**THE TASK**
In how many lines of the records does the string "door" appear? State only the number.

[Collected data]
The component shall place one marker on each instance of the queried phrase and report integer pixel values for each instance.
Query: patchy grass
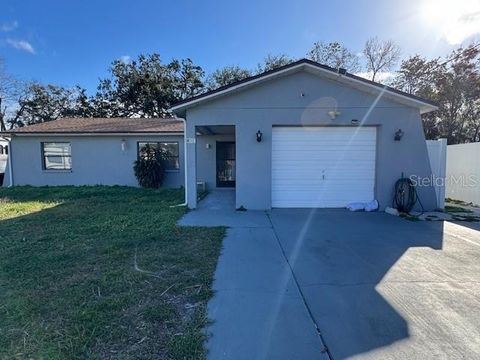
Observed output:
(102, 273)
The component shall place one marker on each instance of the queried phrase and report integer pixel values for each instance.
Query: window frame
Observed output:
(44, 164)
(158, 143)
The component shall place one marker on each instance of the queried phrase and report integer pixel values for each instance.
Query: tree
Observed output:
(146, 87)
(380, 55)
(11, 90)
(226, 76)
(272, 62)
(40, 103)
(334, 55)
(454, 85)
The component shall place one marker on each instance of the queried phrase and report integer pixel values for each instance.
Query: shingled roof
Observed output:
(102, 126)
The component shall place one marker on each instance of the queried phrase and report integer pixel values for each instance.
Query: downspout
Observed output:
(184, 160)
(10, 162)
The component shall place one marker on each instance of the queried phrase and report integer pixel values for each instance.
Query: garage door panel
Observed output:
(322, 166)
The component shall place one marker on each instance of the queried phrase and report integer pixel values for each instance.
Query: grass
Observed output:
(102, 273)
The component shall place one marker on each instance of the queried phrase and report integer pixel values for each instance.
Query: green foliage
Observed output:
(84, 273)
(41, 103)
(334, 55)
(149, 169)
(146, 87)
(227, 76)
(455, 85)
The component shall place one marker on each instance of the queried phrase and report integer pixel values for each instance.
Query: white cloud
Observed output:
(125, 59)
(7, 27)
(22, 45)
(381, 77)
(455, 21)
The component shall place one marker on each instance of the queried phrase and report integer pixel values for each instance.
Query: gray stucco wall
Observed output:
(96, 160)
(279, 102)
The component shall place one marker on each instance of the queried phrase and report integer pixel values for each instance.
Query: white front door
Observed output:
(324, 167)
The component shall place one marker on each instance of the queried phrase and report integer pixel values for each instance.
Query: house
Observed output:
(91, 151)
(303, 135)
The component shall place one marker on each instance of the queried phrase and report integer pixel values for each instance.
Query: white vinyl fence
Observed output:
(437, 152)
(463, 172)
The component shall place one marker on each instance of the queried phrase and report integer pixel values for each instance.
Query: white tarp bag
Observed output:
(358, 206)
(371, 206)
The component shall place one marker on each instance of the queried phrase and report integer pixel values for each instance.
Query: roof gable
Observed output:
(324, 71)
(102, 126)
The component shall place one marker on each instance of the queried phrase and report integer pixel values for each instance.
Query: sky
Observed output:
(73, 42)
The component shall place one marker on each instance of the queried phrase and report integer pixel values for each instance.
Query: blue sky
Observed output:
(72, 42)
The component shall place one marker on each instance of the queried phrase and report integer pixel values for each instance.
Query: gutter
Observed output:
(184, 161)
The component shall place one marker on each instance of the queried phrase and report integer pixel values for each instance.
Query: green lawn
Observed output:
(102, 272)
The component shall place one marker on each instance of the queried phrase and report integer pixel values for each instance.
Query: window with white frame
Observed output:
(57, 156)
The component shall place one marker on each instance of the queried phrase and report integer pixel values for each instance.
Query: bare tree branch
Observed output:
(380, 55)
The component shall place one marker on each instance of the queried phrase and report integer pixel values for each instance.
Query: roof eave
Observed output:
(423, 105)
(97, 133)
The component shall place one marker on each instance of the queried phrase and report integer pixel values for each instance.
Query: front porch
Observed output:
(212, 166)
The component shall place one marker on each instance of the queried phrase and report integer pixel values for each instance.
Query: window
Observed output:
(169, 151)
(57, 156)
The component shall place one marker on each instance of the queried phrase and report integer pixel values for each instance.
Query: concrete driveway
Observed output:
(302, 284)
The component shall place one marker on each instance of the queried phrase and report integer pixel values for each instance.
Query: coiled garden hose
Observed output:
(406, 196)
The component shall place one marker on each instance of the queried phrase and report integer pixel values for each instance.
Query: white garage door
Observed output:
(322, 166)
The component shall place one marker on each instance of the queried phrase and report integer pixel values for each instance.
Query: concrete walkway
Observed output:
(375, 286)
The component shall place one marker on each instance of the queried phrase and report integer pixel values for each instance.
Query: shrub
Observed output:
(149, 169)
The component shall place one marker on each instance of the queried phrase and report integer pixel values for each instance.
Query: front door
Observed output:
(225, 164)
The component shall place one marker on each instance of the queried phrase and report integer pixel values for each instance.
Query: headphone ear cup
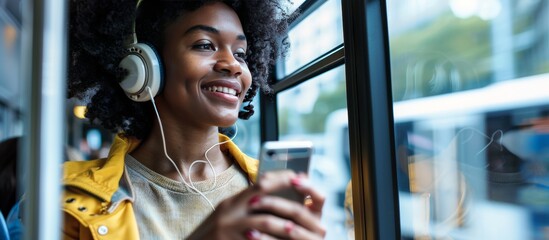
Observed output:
(144, 70)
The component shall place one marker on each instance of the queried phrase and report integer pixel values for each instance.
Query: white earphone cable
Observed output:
(191, 185)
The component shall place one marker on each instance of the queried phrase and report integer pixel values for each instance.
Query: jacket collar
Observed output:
(102, 177)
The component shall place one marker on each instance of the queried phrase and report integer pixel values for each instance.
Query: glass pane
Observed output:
(318, 33)
(471, 107)
(248, 136)
(321, 117)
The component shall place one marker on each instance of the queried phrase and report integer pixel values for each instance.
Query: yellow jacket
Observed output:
(97, 200)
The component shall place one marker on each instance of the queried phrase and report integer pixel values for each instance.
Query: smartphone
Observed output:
(283, 155)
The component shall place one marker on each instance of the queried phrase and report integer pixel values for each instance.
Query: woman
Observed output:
(168, 168)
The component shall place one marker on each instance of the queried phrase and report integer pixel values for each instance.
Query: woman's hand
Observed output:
(255, 214)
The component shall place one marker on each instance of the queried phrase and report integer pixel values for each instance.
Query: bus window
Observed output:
(471, 109)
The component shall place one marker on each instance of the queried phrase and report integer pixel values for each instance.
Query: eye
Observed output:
(240, 55)
(204, 46)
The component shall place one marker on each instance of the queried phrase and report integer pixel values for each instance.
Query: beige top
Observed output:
(167, 209)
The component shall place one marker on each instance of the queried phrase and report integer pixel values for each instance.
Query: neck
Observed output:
(184, 146)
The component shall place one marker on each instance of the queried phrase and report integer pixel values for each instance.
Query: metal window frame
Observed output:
(44, 73)
(369, 104)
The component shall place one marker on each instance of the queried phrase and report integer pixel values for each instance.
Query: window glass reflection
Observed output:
(316, 111)
(471, 110)
(318, 33)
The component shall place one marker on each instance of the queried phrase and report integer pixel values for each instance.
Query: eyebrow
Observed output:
(210, 30)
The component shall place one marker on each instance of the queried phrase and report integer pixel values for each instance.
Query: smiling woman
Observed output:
(169, 173)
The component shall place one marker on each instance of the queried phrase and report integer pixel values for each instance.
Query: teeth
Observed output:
(220, 89)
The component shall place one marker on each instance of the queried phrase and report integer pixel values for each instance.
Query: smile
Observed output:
(220, 89)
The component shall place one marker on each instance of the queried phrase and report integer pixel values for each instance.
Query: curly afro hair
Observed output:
(99, 29)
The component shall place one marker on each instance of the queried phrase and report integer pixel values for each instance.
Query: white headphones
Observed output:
(144, 70)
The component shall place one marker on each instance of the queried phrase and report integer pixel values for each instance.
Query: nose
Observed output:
(227, 63)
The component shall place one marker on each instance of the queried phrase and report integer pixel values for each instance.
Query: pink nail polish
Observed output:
(252, 234)
(254, 200)
(296, 181)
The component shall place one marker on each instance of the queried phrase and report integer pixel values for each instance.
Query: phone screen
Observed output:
(282, 155)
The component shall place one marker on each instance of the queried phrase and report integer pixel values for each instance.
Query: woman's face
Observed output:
(206, 76)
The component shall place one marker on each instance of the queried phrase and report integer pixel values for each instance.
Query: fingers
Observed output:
(315, 200)
(291, 210)
(271, 227)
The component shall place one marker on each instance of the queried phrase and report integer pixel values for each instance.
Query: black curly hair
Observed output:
(97, 33)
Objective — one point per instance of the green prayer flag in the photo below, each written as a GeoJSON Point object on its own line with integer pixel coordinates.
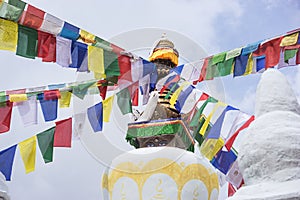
{"type": "Point", "coordinates": [218, 58]}
{"type": "Point", "coordinates": [289, 53]}
{"type": "Point", "coordinates": [195, 120]}
{"type": "Point", "coordinates": [10, 12]}
{"type": "Point", "coordinates": [102, 44]}
{"type": "Point", "coordinates": [225, 68]}
{"type": "Point", "coordinates": [2, 96]}
{"type": "Point", "coordinates": [196, 134]}
{"type": "Point", "coordinates": [46, 141]}
{"type": "Point", "coordinates": [211, 71]}
{"type": "Point", "coordinates": [81, 90]}
{"type": "Point", "coordinates": [17, 3]}
{"type": "Point", "coordinates": [111, 63]}
{"type": "Point", "coordinates": [124, 101]}
{"type": "Point", "coordinates": [27, 42]}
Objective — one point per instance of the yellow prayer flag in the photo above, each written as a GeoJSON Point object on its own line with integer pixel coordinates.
{"type": "Point", "coordinates": [175, 95]}
{"type": "Point", "coordinates": [86, 36]}
{"type": "Point", "coordinates": [96, 60]}
{"type": "Point", "coordinates": [249, 67]}
{"type": "Point", "coordinates": [107, 107]}
{"type": "Point", "coordinates": [17, 97]}
{"type": "Point", "coordinates": [28, 152]}
{"type": "Point", "coordinates": [65, 98]}
{"type": "Point", "coordinates": [211, 147]}
{"type": "Point", "coordinates": [8, 35]}
{"type": "Point", "coordinates": [205, 125]}
{"type": "Point", "coordinates": [289, 40]}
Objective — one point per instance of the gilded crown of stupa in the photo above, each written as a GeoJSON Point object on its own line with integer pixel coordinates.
{"type": "Point", "coordinates": [164, 49]}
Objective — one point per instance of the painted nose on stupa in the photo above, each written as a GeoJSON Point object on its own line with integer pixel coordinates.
{"type": "Point", "coordinates": [160, 173]}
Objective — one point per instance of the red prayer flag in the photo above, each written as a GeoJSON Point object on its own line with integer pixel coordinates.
{"type": "Point", "coordinates": [229, 143]}
{"type": "Point", "coordinates": [32, 17]}
{"type": "Point", "coordinates": [134, 93]}
{"type": "Point", "coordinates": [167, 84]}
{"type": "Point", "coordinates": [298, 57]}
{"type": "Point", "coordinates": [102, 88]}
{"type": "Point", "coordinates": [63, 133]}
{"type": "Point", "coordinates": [231, 190]}
{"type": "Point", "coordinates": [51, 94]}
{"type": "Point", "coordinates": [125, 67]}
{"type": "Point", "coordinates": [5, 116]}
{"type": "Point", "coordinates": [46, 47]}
{"type": "Point", "coordinates": [204, 69]}
{"type": "Point", "coordinates": [271, 50]}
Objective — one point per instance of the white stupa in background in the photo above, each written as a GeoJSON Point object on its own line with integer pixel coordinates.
{"type": "Point", "coordinates": [270, 157]}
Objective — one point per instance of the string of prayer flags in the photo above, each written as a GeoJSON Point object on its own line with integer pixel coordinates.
{"type": "Point", "coordinates": [63, 51]}
{"type": "Point", "coordinates": [124, 101]}
{"type": "Point", "coordinates": [28, 153]}
{"type": "Point", "coordinates": [65, 99]}
{"type": "Point", "coordinates": [80, 90]}
{"type": "Point", "coordinates": [28, 111]}
{"type": "Point", "coordinates": [49, 107]}
{"type": "Point", "coordinates": [136, 69]}
{"type": "Point", "coordinates": [8, 35]}
{"type": "Point", "coordinates": [69, 31]}
{"type": "Point", "coordinates": [27, 42]}
{"type": "Point", "coordinates": [10, 12]}
{"type": "Point", "coordinates": [107, 107]}
{"type": "Point", "coordinates": [6, 161]}
{"type": "Point", "coordinates": [95, 116]}
{"type": "Point", "coordinates": [111, 64]}
{"type": "Point", "coordinates": [176, 94]}
{"type": "Point", "coordinates": [45, 142]}
{"type": "Point", "coordinates": [51, 24]}
{"type": "Point", "coordinates": [96, 61]}
{"type": "Point", "coordinates": [63, 133]}
{"type": "Point", "coordinates": [289, 40]}
{"type": "Point", "coordinates": [86, 37]}
{"type": "Point", "coordinates": [2, 97]}
{"type": "Point", "coordinates": [210, 147]}
{"type": "Point", "coordinates": [224, 159]}
{"type": "Point", "coordinates": [234, 175]}
{"type": "Point", "coordinates": [32, 17]}
{"type": "Point", "coordinates": [271, 50]}
{"type": "Point", "coordinates": [182, 98]}
{"type": "Point", "coordinates": [17, 97]}
{"type": "Point", "coordinates": [46, 47]}
{"type": "Point", "coordinates": [17, 3]}
{"type": "Point", "coordinates": [240, 64]}
{"type": "Point", "coordinates": [231, 190]}
{"type": "Point", "coordinates": [102, 87]}
{"type": "Point", "coordinates": [98, 42]}
{"type": "Point", "coordinates": [5, 116]}
{"type": "Point", "coordinates": [78, 53]}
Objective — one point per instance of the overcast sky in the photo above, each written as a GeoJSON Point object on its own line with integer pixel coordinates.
{"type": "Point", "coordinates": [215, 26]}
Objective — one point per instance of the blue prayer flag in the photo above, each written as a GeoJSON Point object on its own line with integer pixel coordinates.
{"type": "Point", "coordinates": [223, 160]}
{"type": "Point", "coordinates": [6, 161]}
{"type": "Point", "coordinates": [178, 69]}
{"type": "Point", "coordinates": [49, 107]}
{"type": "Point", "coordinates": [70, 31]}
{"type": "Point", "coordinates": [182, 97]}
{"type": "Point", "coordinates": [250, 48]}
{"type": "Point", "coordinates": [240, 65]}
{"type": "Point", "coordinates": [95, 115]}
{"type": "Point", "coordinates": [260, 63]}
{"type": "Point", "coordinates": [79, 52]}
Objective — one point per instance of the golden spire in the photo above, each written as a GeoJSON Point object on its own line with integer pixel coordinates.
{"type": "Point", "coordinates": [163, 49]}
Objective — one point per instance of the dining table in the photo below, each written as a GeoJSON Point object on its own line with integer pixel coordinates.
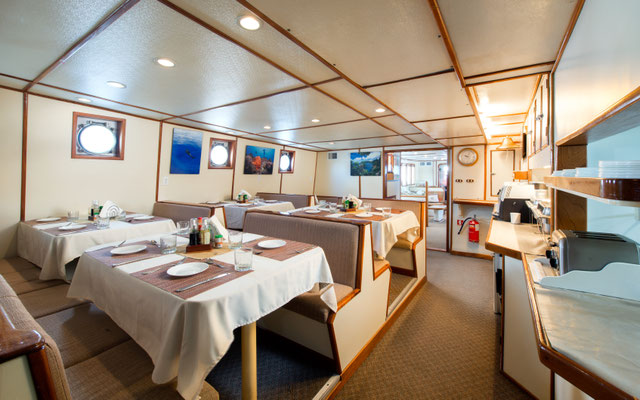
{"type": "Point", "coordinates": [234, 211]}
{"type": "Point", "coordinates": [384, 228]}
{"type": "Point", "coordinates": [51, 246]}
{"type": "Point", "coordinates": [186, 324]}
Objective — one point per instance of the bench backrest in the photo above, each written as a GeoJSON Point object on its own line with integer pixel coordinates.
{"type": "Point", "coordinates": [339, 240]}
{"type": "Point", "coordinates": [180, 212]}
{"type": "Point", "coordinates": [298, 200]}
{"type": "Point", "coordinates": [22, 320]}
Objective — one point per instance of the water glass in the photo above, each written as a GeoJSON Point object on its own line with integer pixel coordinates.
{"type": "Point", "coordinates": [183, 227]}
{"type": "Point", "coordinates": [168, 244]}
{"type": "Point", "coordinates": [243, 259]}
{"type": "Point", "coordinates": [73, 216]}
{"type": "Point", "coordinates": [235, 240]}
{"type": "Point", "coordinates": [103, 223]}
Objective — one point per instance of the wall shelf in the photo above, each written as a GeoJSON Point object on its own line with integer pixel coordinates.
{"type": "Point", "coordinates": [621, 192]}
{"type": "Point", "coordinates": [621, 116]}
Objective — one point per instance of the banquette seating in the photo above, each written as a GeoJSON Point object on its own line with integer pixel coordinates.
{"type": "Point", "coordinates": [362, 300]}
{"type": "Point", "coordinates": [298, 200]}
{"type": "Point", "coordinates": [87, 355]}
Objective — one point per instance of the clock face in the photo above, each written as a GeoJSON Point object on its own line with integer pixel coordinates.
{"type": "Point", "coordinates": [467, 156]}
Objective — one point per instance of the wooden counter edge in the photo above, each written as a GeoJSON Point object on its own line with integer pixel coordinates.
{"type": "Point", "coordinates": [577, 374]}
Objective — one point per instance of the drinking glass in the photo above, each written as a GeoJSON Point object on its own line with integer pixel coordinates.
{"type": "Point", "coordinates": [386, 212]}
{"type": "Point", "coordinates": [73, 216]}
{"type": "Point", "coordinates": [103, 223]}
{"type": "Point", "coordinates": [183, 227]}
{"type": "Point", "coordinates": [235, 240]}
{"type": "Point", "coordinates": [243, 259]}
{"type": "Point", "coordinates": [168, 244]}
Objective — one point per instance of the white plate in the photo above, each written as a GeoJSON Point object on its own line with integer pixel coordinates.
{"type": "Point", "coordinates": [187, 269]}
{"type": "Point", "coordinates": [72, 227]}
{"type": "Point", "coordinates": [271, 244]}
{"type": "Point", "coordinates": [134, 248]}
{"type": "Point", "coordinates": [50, 219]}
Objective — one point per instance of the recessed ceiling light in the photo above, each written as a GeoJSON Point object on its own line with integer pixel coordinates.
{"type": "Point", "coordinates": [165, 62]}
{"type": "Point", "coordinates": [116, 84]}
{"type": "Point", "coordinates": [249, 22]}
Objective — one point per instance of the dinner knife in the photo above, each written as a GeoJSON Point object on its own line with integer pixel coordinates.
{"type": "Point", "coordinates": [201, 282]}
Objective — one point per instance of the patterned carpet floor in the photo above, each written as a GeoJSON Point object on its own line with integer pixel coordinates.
{"type": "Point", "coordinates": [444, 345]}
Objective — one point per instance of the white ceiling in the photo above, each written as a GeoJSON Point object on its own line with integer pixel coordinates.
{"type": "Point", "coordinates": [352, 44]}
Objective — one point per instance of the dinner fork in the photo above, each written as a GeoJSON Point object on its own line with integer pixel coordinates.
{"type": "Point", "coordinates": [159, 268]}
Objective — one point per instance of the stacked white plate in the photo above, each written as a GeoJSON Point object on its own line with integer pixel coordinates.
{"type": "Point", "coordinates": [629, 169]}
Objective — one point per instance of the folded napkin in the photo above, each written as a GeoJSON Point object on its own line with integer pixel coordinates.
{"type": "Point", "coordinates": [110, 210]}
{"type": "Point", "coordinates": [219, 227]}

**TASK OUTPUT**
4